» **WRITTEN TASK**:
Please copy out everything below, character for character, from the line containing "the window pane" down to the line containing "[225, 172, 235, 187]", including both of those lines.

» **PROVIDED RECORDS**:

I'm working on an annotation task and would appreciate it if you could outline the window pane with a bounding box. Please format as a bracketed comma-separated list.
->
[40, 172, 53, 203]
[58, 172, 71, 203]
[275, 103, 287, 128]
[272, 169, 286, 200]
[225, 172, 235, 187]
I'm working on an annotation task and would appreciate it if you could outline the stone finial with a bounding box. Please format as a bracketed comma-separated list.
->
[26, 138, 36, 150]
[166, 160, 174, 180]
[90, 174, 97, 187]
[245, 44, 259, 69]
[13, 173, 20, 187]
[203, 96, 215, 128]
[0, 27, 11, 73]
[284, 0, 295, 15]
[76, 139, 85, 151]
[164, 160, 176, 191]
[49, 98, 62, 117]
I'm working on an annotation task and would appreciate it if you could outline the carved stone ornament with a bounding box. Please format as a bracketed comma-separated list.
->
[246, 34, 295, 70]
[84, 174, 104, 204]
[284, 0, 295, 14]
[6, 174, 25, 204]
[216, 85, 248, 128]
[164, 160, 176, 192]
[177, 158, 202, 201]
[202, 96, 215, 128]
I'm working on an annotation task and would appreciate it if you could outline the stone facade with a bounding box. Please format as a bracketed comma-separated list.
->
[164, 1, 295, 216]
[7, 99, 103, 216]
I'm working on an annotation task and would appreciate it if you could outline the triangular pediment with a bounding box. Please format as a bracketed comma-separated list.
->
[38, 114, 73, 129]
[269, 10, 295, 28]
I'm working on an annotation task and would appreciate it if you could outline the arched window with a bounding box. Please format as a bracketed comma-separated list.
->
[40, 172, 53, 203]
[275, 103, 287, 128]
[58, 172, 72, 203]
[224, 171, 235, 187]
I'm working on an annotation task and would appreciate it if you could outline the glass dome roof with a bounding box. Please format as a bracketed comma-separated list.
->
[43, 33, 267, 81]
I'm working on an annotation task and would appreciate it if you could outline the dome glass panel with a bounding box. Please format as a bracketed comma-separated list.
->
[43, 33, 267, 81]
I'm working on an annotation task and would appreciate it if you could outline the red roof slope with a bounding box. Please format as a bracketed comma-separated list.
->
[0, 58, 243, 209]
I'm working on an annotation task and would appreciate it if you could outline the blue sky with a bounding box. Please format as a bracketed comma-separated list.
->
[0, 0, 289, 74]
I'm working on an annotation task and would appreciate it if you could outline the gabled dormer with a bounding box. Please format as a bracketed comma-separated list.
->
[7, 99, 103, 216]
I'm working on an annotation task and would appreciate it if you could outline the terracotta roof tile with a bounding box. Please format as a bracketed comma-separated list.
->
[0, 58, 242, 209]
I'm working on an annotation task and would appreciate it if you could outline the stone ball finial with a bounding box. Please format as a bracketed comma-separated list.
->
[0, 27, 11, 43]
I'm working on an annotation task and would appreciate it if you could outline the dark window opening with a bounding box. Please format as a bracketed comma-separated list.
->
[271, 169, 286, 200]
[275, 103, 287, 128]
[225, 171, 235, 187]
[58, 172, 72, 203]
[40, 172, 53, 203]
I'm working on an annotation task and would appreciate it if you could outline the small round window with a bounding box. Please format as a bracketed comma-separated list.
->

---

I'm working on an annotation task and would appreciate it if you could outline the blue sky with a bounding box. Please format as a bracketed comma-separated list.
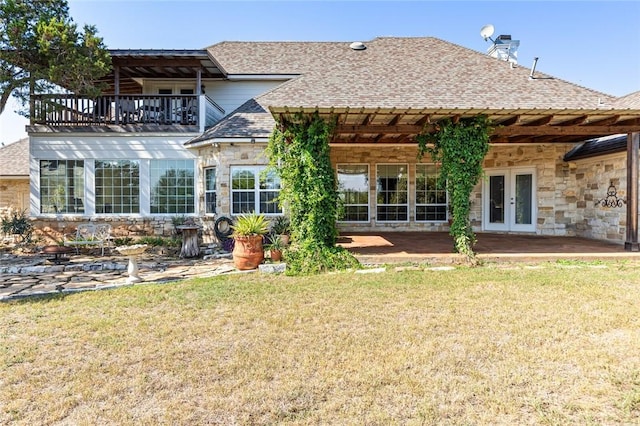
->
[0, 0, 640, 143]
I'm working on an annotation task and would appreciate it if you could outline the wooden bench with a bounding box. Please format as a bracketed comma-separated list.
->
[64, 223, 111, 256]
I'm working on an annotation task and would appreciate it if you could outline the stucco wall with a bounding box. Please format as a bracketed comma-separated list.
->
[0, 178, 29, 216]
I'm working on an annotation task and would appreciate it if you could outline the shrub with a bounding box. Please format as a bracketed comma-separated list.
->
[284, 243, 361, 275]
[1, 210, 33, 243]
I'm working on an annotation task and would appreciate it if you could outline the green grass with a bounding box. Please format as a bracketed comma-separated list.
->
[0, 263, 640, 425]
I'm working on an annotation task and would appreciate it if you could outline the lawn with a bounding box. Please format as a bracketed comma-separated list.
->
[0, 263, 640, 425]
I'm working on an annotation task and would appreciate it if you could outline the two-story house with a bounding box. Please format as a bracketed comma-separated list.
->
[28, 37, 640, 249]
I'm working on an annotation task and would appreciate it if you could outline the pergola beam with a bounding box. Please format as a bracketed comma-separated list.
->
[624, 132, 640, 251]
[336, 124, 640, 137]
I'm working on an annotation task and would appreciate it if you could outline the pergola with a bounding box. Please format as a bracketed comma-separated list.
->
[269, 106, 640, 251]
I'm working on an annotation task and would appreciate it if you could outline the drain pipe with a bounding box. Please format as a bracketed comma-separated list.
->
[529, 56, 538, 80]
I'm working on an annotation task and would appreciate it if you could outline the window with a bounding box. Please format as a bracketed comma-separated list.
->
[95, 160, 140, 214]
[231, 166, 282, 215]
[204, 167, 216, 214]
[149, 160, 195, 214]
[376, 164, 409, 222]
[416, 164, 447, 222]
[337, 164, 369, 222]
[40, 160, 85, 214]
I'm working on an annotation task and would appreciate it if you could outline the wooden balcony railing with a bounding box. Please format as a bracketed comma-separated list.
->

» **WRITTEN REPLY**:
I'm working on an annotation task and would appreciate it if you could outline the window pane with a bounding box. Please format as a bracketed comma-separated list.
->
[40, 172, 53, 203]
[58, 172, 71, 203]
[275, 103, 287, 128]
[272, 169, 286, 200]
[225, 172, 235, 187]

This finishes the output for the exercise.